> Consigna a: ¿Cómo se llaman los dos hermanos que se pelean en el mercado de Bagdad según el fragmento que aparece más abajo?

> Fragmento proporcionado:
====
Opinión

El mercado del silencio

Dicen que los árboles y los pájaros se sienten como almas hermanadas, que se buscan y se desean para representar el más bello acto que la naturaleza expresara desde la frontera del tiempo... Se necesitan para unos fundirse en el canto y en las alas abiertas de los pájaros; y, otros para sentir el refugio de las hojas y las ramas de los árboles...

Hace tiempo leímos un cuento sufí que, a fuer de ser sincero, no recuerdo su autor, ni tampoco el libro donde tuve la fortuna de encontrarlo y recibir su sabía enseñanza. Sin embargo, si recuerdo bien su relato que se situaba en una de aquellas calles tortuosas y exultantes de Bagdad, donde los comerciantes se arremolinaban alrededor de los productos más diversos, a saber: alfombras, telas, pájaros, babuchas, chilabas, flores, verduras, especies, perfumes, orfebrería, platos de cerámicas, perlas nacaradas para collares, afeites y tintes, diademas caladas en plata y velos bordados en hilos de oro, jarrones y cántaras, cestería, bolsos y cinturones labrados, alfombras -incluso voladoras-, lámparas, cojines y tapices bordados en fantasía, y un sin fin de productos al cual más exótico, para inducirles con sus gestos y sus estridentes voces -a los aturdidos y posibles compradores- a que eligieran aquello que con tanta insistencia y vehemencia les mostraban...

Y, si aquella algarabía era constante y diaria, aún lo era más, la continua pelea que mantenían dos hermanos: Abdelaziz, y Amed, por ser los primeros en exponer sus productos de telas y sedas traídas de la lejana China... Si uno mostraba una tela azul con dibujos de estampados de exóticas flores y aves; el otro llamaba la atención con telas amarillas donde se dibujaban estampas de delicados bosques mágicos que se precipitaban al mar...Y, no se cansaban de arremeter el uno contra el otro, a la vista de los indecisos clientes que, aunque miraran y remiraban les costaba elegir, pues los hermanos siempre tenían en el último momento, una última oferta que mejorar.

Y, llego la discordia a tal punto entre ellos, que los comerciantes de la calle elaboraron un plan para que aprendieran a comportarse sin tener que vociferar e insultarse cada vez que exponían su género... De tal modo, que uno de aquellos días que comenzaban a insultarse y a gritar de manera tan desaforada como nunca lo habían hecho antes, algunos mercaderes, entraron en sus tiendas por la puerta de atrás que daba a otra callejuela, y vaciaron todas sus mercancías, y la llevaron a la plaza del palacio del Caíd y allí, formando una gran montaña, la dejaron.
====
> Material proporcionado:

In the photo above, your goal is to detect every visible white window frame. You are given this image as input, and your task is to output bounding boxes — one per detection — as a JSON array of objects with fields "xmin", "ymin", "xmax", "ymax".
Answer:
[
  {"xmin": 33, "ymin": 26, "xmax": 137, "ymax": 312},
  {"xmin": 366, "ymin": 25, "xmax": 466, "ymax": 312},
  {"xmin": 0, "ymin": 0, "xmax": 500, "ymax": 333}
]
====
> Consigna b: Reproduce los registros cambiando "window frame" por "door frame" y deja todo lo demás tal cual.

> Resultado a: Abdelaziz y Amed.

> Resultado b:
In the photo above, your goal is to detect every visible white door frame. You are given this image as input, and your task is to output bounding boxes — one per detection — as a JSON array of objects with fields "xmin", "ymin", "xmax", "ymax".
Answer:
[
  {"xmin": 33, "ymin": 26, "xmax": 137, "ymax": 312},
  {"xmin": 366, "ymin": 25, "xmax": 466, "ymax": 312},
  {"xmin": 0, "ymin": 0, "xmax": 500, "ymax": 333}
]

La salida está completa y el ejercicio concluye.